Qu'on pense au but en or de Sidney Crosby contre les États-Unis en finale des Jeux olympiques de Vancouver en 2010. Ou encore à la victoire décisive du Canada contre l'Union soviétique en finale du tournoi de la Coupe Canada 1987 grâce au but de Mario Lemieux, sur une passe de Wayne Gretzky.

Mais en raison du contexte de l'époque, la Série du siècle de 1972 reste de l'avis de plusieurs l'Événement à marquer d'une pierre blanche. Non seulement a-t-il marqué les esprits de toute une génération de façon indélébile, mais il a aussi ouvert la voie à l'internationalisation du hockey.

Cette confrontation inédite à l'époque de huit matchs en septembre 1972 entre le Canada et l'Union soviétique, dont on célèbre ce mois-ci le cinquantenaire, s'est inscrite dans une volonté de rétablir le prestige du hockey canadien, éclipsé sur la scène internationale par les Soviétiques à compter de 1954.

« Il faut se rappeler que le Canada a dominé le hockey international dans la première moitié du 20e siècle, explique Jean Lévesque, professeur au département d'histoire à l'UQAM. Puis les Soviétiques arrivent en 1954, ils battent le Canada en finale du Championnat du monde et, deux ans plus tard, aux Jeux olympiques. C'est une grosse claque en plein visage. »

**MATÉRIEL FOURNI:**
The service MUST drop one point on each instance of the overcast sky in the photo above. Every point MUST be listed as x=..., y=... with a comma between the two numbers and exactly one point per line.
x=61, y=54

**CONSIGNE ÉCRITE:** Reprenez le passage de l'extrait sur la Série du siècle en commençant par « Qu'on pense au » et en poursuivant jusqu'à « compter de 1954. ». Remplacez « Union soviétique » par « URSS ».

**RÉPONSE ÉCRITE:**
Qu'on pense au but en or de Sidney Crosby contre les États-Unis en finale des Jeux olympiques de Vancouver en 2010. Ou encore à la victoire décisive du Canada contre l'URSS en finale du tournoi de la Coupe Canada 1987 grâce au but de Mario Lemieux, sur une passe de Wayne Gretzky.

Mais en raison du contexte de l'époque, la Série du siècle de 1972 reste de l'avis de plusieurs l'Événement à marquer d'une pierre blanche. Non seulement a-t-il marqué les esprits de toute une génération de façon indélébile, mais il a aussi ouvert la voie à l'internationalisation du hockey.

Cette confrontation inédite à l'époque de huit matchs en septembre 1972 entre le Canada et l'URSS, dont on célèbre ce mois-ci le cinquantenaire, s'est inscrite dans une volonté de rétablir le prestige du hockey canadien, éclipsé sur la scène internationale par les Soviétiques à compter de 1954.